Dataset entries:
* * *

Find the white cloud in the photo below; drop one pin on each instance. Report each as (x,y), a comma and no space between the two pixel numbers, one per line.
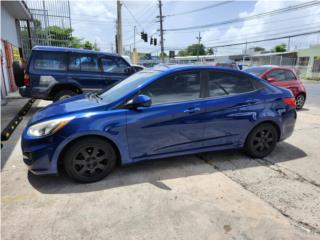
(267,27)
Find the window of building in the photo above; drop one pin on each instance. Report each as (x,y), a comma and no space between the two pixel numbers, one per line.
(303,61)
(114,65)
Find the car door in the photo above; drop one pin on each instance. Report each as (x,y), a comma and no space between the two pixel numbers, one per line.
(231,106)
(85,70)
(114,69)
(173,123)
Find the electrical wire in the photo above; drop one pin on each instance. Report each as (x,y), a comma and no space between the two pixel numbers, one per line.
(199,9)
(259,15)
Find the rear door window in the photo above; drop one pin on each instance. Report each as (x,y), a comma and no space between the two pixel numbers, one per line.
(84,63)
(55,61)
(179,87)
(223,83)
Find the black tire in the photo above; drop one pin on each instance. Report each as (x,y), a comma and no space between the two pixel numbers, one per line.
(300,101)
(63,94)
(261,141)
(18,73)
(89,159)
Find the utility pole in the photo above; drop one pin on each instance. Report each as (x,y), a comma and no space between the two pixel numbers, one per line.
(134,37)
(199,41)
(161,31)
(245,53)
(119,28)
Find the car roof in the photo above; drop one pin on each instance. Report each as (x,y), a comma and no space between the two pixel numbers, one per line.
(180,67)
(66,49)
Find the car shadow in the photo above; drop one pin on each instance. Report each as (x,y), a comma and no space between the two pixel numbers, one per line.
(10,145)
(156,171)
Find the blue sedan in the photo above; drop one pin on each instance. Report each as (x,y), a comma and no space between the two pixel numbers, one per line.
(157,113)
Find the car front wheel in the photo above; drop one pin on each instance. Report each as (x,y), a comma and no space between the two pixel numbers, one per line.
(89,159)
(261,141)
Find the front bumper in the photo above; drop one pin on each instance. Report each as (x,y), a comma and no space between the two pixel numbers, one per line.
(34,92)
(38,154)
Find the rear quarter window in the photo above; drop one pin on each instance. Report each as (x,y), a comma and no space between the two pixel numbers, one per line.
(224,83)
(50,61)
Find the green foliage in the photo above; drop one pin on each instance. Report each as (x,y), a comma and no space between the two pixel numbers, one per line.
(280,48)
(193,50)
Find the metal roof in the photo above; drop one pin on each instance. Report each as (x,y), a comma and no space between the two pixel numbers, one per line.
(65,49)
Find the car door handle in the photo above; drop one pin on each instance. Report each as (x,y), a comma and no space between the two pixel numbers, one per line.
(191,110)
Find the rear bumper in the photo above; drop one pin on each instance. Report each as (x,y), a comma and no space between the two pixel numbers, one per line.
(288,123)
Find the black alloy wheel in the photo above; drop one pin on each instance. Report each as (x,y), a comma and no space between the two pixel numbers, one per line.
(89,159)
(261,141)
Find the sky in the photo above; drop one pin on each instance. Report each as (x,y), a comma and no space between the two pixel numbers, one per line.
(94,20)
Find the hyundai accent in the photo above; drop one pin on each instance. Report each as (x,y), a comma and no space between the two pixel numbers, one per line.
(156,113)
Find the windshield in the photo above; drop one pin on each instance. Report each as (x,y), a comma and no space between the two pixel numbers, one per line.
(257,71)
(126,86)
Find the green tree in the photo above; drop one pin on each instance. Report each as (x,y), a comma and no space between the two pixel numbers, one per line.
(210,51)
(280,48)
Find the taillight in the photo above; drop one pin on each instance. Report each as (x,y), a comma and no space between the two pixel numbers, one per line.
(26,80)
(290,101)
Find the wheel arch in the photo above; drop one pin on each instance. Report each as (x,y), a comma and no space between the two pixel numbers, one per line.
(66,145)
(275,124)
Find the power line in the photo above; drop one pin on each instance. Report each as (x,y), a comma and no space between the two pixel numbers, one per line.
(267,39)
(295,18)
(241,19)
(274,31)
(199,9)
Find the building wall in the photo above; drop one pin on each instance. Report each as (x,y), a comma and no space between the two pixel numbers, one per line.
(8,28)
(312,54)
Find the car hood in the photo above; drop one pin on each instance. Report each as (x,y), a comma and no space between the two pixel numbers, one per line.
(80,103)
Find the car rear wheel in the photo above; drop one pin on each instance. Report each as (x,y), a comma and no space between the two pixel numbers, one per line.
(300,100)
(63,94)
(261,140)
(89,159)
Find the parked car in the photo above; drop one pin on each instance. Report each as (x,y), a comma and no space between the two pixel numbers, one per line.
(158,113)
(231,65)
(55,73)
(137,67)
(282,77)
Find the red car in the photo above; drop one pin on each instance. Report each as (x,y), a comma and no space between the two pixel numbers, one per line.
(282,77)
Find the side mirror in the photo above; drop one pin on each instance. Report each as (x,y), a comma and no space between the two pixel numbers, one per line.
(271,79)
(130,70)
(139,101)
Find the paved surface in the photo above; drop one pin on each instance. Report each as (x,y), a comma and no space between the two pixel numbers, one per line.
(12,106)
(223,195)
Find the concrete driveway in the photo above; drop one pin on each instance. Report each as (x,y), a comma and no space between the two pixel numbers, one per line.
(223,195)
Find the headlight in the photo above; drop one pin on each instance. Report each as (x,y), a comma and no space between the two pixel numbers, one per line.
(48,127)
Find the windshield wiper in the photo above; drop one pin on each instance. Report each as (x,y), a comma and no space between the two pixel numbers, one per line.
(95,94)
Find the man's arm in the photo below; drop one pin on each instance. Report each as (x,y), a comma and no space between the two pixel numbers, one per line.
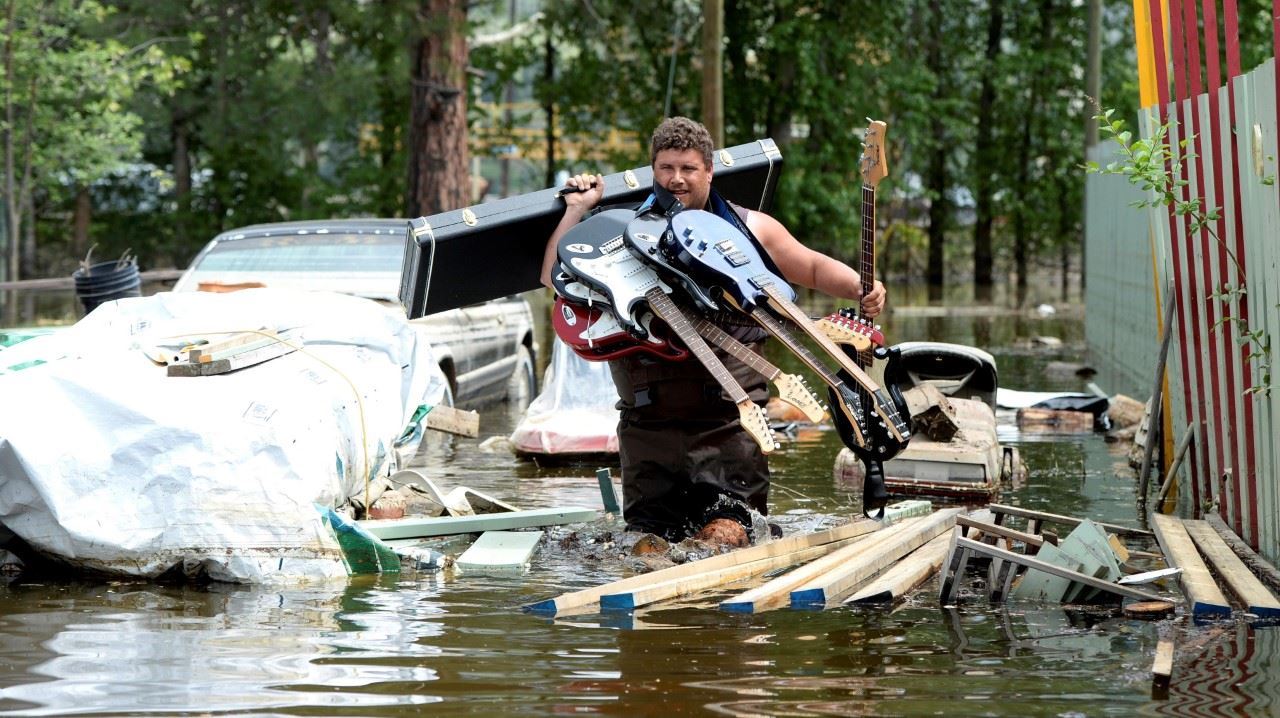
(808,268)
(576,205)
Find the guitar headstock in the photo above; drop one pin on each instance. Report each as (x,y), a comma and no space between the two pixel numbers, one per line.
(851,329)
(757,425)
(794,390)
(872,165)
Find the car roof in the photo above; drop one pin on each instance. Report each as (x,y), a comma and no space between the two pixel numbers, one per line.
(315,227)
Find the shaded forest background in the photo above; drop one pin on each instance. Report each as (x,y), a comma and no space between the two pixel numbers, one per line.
(149,126)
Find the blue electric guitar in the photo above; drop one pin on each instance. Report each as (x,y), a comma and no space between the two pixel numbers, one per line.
(717,255)
(604,264)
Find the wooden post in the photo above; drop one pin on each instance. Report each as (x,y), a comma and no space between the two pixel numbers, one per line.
(1155,394)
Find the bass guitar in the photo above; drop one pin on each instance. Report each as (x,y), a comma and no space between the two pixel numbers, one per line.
(606,265)
(716,254)
(873,167)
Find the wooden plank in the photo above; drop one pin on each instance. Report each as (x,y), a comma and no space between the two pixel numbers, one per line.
(501,549)
(452,525)
(988,529)
(1162,664)
(1029,562)
(1260,566)
(1242,582)
(1002,510)
(453,421)
(205,353)
(589,597)
(1198,585)
(906,575)
(686,585)
(777,593)
(841,580)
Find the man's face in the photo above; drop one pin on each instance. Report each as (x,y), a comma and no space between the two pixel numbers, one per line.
(682,173)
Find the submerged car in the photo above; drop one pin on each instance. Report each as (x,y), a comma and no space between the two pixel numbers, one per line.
(487,351)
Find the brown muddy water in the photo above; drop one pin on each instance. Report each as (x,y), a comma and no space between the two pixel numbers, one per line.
(458,644)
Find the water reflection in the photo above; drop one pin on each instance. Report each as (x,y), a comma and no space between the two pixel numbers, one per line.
(394,645)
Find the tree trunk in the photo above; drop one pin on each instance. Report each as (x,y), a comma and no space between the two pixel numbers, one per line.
(549,104)
(713,69)
(438,175)
(81,218)
(936,179)
(984,150)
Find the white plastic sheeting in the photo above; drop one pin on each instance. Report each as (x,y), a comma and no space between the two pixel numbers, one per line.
(109,465)
(575,414)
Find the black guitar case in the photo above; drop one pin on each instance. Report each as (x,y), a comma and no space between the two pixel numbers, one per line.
(493,250)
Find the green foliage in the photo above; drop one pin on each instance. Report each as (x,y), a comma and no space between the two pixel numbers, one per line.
(1155,165)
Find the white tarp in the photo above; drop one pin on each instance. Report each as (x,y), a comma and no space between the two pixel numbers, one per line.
(110,465)
(575,414)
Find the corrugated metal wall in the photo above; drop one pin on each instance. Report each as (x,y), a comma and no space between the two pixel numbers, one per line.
(1133,255)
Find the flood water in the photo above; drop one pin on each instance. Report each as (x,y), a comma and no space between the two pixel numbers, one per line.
(457,644)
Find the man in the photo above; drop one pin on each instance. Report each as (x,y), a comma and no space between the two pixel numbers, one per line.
(688,466)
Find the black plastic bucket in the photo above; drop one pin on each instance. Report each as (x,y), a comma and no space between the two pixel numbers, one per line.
(104,282)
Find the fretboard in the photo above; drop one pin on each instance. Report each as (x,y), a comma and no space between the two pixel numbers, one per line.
(867,271)
(667,310)
(740,351)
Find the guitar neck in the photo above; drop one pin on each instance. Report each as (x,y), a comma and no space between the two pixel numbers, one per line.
(666,309)
(832,350)
(781,333)
(740,351)
(867,271)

* * *

▶ [Task details]
Could you output exactly the lines from the one containing "Find the corrugated" to the end of the entries above, both included, and no others?

▶ [Response box]
Find the corrugated metal wall in the photo above; drop one pin on each instance. Report each as (x,y), a comma and no space between the two pixel numbers, one per line.
(1133,255)
Find the flood water in the photo above; drop one pin on each instance. Report each as (x,y), a comma and no space between the two pixel numbers, one per line.
(457,644)
Find the man in the photo above; drop one pin on each instance. Report each as (x,y), a comma and no space between the two pixel numbers, one per line.
(688,466)
Find the black plastic bucket in the photo above; drop one pin on each instance. Report each as (x,y), a comma and no space between the two pixel numbers, one per line.
(104,282)
Find the fretboard in the photo above; drop one pin on each instance. Report each as (x,y), a comma and no space between the two pixel numbers, one per line.
(867,271)
(667,310)
(740,351)
Find the guitar neck in the photo above; drop one pin on each instance. Report each as (x,y), a comma and no space between the two pixel numbers, one per line.
(666,309)
(832,350)
(781,333)
(740,351)
(867,271)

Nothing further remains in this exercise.